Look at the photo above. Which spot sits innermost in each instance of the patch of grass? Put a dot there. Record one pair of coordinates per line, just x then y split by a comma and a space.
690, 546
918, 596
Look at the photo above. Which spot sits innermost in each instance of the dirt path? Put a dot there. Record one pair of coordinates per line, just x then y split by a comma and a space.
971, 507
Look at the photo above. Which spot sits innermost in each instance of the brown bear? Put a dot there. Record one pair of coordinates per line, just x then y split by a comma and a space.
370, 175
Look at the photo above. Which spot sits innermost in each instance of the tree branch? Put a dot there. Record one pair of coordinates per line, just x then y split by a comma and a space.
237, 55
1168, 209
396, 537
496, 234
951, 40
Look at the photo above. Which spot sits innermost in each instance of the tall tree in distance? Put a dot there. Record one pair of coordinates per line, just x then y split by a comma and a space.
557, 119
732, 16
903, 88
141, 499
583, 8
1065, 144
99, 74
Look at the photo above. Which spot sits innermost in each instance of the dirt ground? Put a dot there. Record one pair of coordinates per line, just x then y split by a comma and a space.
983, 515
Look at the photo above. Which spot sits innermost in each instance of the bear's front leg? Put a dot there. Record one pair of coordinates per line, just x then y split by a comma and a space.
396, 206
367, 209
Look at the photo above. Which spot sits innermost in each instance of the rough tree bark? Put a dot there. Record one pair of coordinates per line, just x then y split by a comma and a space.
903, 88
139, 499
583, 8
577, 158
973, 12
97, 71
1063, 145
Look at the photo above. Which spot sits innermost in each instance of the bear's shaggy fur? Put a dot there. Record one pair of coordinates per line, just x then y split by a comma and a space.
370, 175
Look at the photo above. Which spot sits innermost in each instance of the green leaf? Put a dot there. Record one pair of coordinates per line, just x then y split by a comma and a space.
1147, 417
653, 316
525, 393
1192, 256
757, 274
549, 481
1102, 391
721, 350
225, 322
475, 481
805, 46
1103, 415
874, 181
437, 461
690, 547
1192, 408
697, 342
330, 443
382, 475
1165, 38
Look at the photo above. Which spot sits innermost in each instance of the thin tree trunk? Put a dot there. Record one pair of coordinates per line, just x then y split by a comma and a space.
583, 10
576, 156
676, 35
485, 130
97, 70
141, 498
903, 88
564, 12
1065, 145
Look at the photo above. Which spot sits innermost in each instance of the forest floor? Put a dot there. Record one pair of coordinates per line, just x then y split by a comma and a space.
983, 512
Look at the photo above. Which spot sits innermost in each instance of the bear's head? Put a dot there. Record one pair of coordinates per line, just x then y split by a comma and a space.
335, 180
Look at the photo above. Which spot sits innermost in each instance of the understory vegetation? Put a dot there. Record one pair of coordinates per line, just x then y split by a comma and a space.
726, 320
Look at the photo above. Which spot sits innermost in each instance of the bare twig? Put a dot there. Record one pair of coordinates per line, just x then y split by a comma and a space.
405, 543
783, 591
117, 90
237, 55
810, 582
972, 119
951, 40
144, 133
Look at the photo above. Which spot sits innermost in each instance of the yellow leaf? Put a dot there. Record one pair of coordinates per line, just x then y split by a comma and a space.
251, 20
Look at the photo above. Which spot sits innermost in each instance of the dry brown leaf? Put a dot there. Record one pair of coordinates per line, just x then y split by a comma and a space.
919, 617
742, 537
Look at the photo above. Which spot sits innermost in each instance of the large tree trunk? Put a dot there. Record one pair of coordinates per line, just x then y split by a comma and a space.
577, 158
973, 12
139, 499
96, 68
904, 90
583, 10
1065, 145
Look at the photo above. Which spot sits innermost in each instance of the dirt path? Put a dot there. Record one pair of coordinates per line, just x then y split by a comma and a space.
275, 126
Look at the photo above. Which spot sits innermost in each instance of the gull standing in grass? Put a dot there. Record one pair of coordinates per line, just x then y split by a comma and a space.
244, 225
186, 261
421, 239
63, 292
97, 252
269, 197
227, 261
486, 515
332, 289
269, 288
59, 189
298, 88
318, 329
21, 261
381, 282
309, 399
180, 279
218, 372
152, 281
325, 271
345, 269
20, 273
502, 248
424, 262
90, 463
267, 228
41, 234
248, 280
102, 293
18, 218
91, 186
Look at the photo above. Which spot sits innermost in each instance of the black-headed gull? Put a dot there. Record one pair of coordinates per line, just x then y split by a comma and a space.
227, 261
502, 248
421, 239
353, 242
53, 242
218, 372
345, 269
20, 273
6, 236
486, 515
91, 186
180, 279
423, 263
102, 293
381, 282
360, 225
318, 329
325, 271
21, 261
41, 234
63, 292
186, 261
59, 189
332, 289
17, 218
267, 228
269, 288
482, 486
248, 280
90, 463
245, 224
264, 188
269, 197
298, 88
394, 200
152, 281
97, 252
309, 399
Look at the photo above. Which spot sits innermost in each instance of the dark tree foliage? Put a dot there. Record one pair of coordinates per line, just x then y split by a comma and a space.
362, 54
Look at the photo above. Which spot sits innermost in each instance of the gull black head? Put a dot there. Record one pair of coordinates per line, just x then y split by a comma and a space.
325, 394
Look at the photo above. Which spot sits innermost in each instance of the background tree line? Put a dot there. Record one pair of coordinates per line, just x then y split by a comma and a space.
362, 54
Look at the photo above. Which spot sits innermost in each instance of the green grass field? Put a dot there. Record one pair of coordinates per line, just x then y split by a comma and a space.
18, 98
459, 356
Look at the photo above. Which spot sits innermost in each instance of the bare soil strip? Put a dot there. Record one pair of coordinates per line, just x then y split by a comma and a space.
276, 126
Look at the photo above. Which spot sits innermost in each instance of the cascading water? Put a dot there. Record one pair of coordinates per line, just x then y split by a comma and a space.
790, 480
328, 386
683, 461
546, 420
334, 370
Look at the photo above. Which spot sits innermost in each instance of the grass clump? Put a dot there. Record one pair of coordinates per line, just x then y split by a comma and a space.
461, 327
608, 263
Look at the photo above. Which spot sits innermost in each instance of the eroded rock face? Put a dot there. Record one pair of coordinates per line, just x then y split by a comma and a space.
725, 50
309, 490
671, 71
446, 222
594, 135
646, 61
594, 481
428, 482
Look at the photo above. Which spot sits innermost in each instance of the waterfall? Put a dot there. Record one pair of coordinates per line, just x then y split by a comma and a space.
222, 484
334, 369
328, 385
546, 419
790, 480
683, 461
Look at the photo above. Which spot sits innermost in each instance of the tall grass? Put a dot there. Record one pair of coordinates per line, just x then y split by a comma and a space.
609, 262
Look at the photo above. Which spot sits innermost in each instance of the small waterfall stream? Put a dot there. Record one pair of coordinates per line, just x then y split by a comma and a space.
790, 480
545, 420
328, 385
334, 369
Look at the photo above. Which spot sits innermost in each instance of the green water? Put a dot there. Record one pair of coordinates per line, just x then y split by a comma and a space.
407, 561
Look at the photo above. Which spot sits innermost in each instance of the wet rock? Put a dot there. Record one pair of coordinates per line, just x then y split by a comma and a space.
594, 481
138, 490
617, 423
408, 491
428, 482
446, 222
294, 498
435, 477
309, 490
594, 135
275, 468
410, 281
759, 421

EXERCISE AIM
Copy out all of the data exactly, leaving nothing out.

SOLUTION TO THIS TASK
Look at the photo above. Which spot sits innermost in each instance of the patch of grass? Put a dot there. Record one pair of coordinates per line, just x then y split by a comma and a space.
690, 546
918, 596
Look at the photo above. Which spot sits innermost in each instance of the dirt path? Put a dot there. Record one pair of coordinates per line, just x then y split by a comma and a space.
971, 507
Look at the photo above. Which spot sits innermost in each instance of the brown bear? Put a dot there. Record one pair of coordinates per line, just x then y split by a comma and a space.
370, 175
Look at the photo above. Which spot sits innermost in each instance of the tree branch? Put a dot there. Record one pair of coordinates per line, just x then y split by a comma and a space.
237, 55
1168, 209
396, 537
496, 234
951, 40
Look at the photo above. Which spot sits innermost in each instance of the tall tree in distance? Put a dot there. Record one pair of coordinates per line, just x then y split by a comma and a space.
557, 119
732, 16
903, 88
141, 499
583, 8
1065, 144
99, 74
Look at the photo above. Which spot sits innermost in each instance of the dirt ground? Put a dot there. Record one pair of coordinates per line, just x then y split by a comma and a space.
983, 515
Look at the photo above. Which spot sits innermost in each instance of the bear's front leg? Put a dot there. Record one pair of coordinates per line, just x then y split by a comma and a space.
396, 206
367, 209
Look at the photo above. Which spot sits innermost in each instance of the rough tree bark? Put a dot there. Record one pair of coordinates per line, just x then y split by a comma and a space.
903, 88
139, 499
583, 8
577, 158
973, 12
97, 71
1063, 145
Look at the photo above. Which spot sits innermost in each instance of the bear's shaggy fur? Put a dot there. Record one pair of coordinates per line, just x then y split by a comma and a space.
370, 175
Look at the photo above. Which spot sits innermost in each instance of the green leaf? Put a dot there. Record one pair of coordinates per line, just x then y split by a comma and a space.
1147, 417
653, 316
525, 393
1192, 256
757, 274
549, 481
1102, 391
721, 350
225, 322
475, 481
805, 46
1103, 415
874, 181
437, 461
690, 547
1192, 408
697, 342
330, 443
382, 475
1165, 38
Look at the photo above. Which spot sits innermost in each instance of the thin tree trunk? Put a dot there. Record one pair of coordinates per line, just x then y split by a comma and a space.
583, 10
576, 156
676, 35
485, 130
97, 70
141, 498
903, 88
564, 12
1065, 145
Look at the photo above. Which spot sits innermost in each instance of the forest floor? Put a dot there. Record one pair of coordinates per line, just x then y split by a comma and a space.
983, 512
Look at the photo above. Which spot sits innermost in each instance of the bear's head? Put a dot there. Record one pair of coordinates per line, just x then y split by a comma and a space.
335, 180
Look at the photo above. Which spot sits innermost in each instance of the understory vegetation? Put a dot there. Record one pair of coordinates per line, just x then y split by a comma and a space.
726, 320
Look at the photo above. Which spot sits innermost in each instance of the bare twig? Put a dot there. Record one pair of coordinates per line, just x then y split by a comma and a space.
405, 543
783, 591
117, 90
237, 55
810, 582
972, 119
951, 40
144, 133
Look at the photo above. Which spot sits innermost in each instance of the yellow leaf? Put a dot there. Record one pair of coordinates per line, just x then y split by a comma and a space.
251, 20
Look at the photo above. Which spot sits innermost in each instance of the dry brown leaf? Put a dot there. Record one pair of coordinates per line, just x then y split by a comma and a space.
919, 617
742, 537
Look at the photo above. Which spot sits innermost in each instance of the large tree trunk? Put a dot there. Record one pair of coordinates per line, just x then y split by a comma and a space.
577, 158
973, 12
139, 499
96, 68
904, 90
583, 10
1065, 145
Look at the photo above. Which spot sits innermost in each instance of the dirt path? Put a dot there. Record one pair of coordinates per line, just x then y split by a comma and a space.
275, 126
Look at the photo above. Which spot sits innermost in each instance of the gull standing in grass? Put a dot there. Record one pair of coordinates per line, just x then y split by a comma and a space.
244, 225
186, 261
421, 239
63, 292
97, 252
269, 197
227, 261
486, 515
332, 289
269, 288
59, 189
298, 88
318, 329
21, 261
381, 282
309, 399
180, 279
218, 372
152, 281
325, 271
345, 269
20, 273
502, 248
424, 262
90, 463
267, 228
41, 234
248, 280
102, 293
18, 218
91, 186
Look at the photo above. Which spot sits innermost in each instance of the black-headed gull? Put a dot there. Record one pair of coordinates per line, just x then y split by a comma and a space.
227, 261
502, 248
421, 239
353, 242
53, 242
218, 372
345, 269
20, 273
6, 236
486, 515
91, 186
180, 279
423, 263
102, 293
381, 282
360, 225
318, 329
325, 271
21, 261
41, 234
63, 292
186, 261
59, 189
332, 289
17, 218
267, 228
269, 288
482, 486
248, 280
90, 463
245, 224
264, 188
269, 197
298, 88
394, 200
152, 281
97, 252
309, 399
Look at the photo above. Which spot sits innermost in each instance of the dark tree foliage? Put a dot there. Record one pair of coordinates per line, just x then y split by a comma and a space.
362, 54
Look at the photo above. Which spot sits innermost in each instance of the gull black head? Put a dot there. Record one pair of coordinates per line, just x then y split by a comma and a space.
325, 394
Look at the photo above. Which spot sits innermost in each instance of the background tree line? Put a dot there. Record one pair of coordinates per line, just x then y split by a comma and a space.
362, 54
Look at the photo above. Which spot sits innermost in each instance of the green grass field? Put a dot there. Record one pair of coordinates per line, just x then y split by a comma and a space.
18, 98
459, 356
Look at the photo above. Which spot sits innermost in each instance of the bare soil strip? Put a dot there. Record one pair of coordinates per line, just x then y split by a comma and a space.
276, 126
Look at the photo above. Which spot sits innermost in each instance of the cascading water? Put a dot there. Record one pair of coordinates per line, just x then y split by a comma and a space.
790, 480
328, 386
683, 461
546, 420
334, 370
Look at the photo above. Which spot sits innermost in each instance of the grass clump? Put a dot there. Record one pair of coordinates per line, just x then y split by a comma and a space.
461, 327
608, 263
Look at the photo above. Which spot sits innermost in each instance of the eroded rock face? Put a dot there. Record one pair of coordinates per line, just x then y split by a comma and a space.
725, 50
309, 490
671, 71
446, 222
594, 135
646, 61
594, 481
428, 482
Look at the photo above. Which spot sits innermost in each instance of the waterfall? Put a dot there. Record one pair of coordinates per line, just x then y split by a comma and a space.
222, 484
334, 369
328, 385
546, 419
790, 480
683, 461
Look at the photo above. Which spot sits innermost in each instance of the tall grass? Put a dot there. Record one pair of coordinates per line, just x then y split by a comma and a space.
609, 262
Look at the photo above. Which spot sits innermost in each instance of the small waterfall stream? Put a dot there. Record one pair of coordinates per line, just x then y split by a comma and a space.
790, 480
545, 420
328, 385
334, 369
Look at the photo above. Which spot sits innermost in each instance of the green water? Put a dot there. Record one pair of coordinates per line, just x then y split by a comma and a space.
407, 561
Look at the photo above. Which spot sits innermost in each instance of the wet rock? Put a dot there. Record one pair of coordinates per line, just x then y split by a comma and a space.
594, 481
138, 490
617, 423
408, 491
428, 482
446, 222
294, 498
435, 477
309, 490
594, 135
275, 468
410, 281
759, 421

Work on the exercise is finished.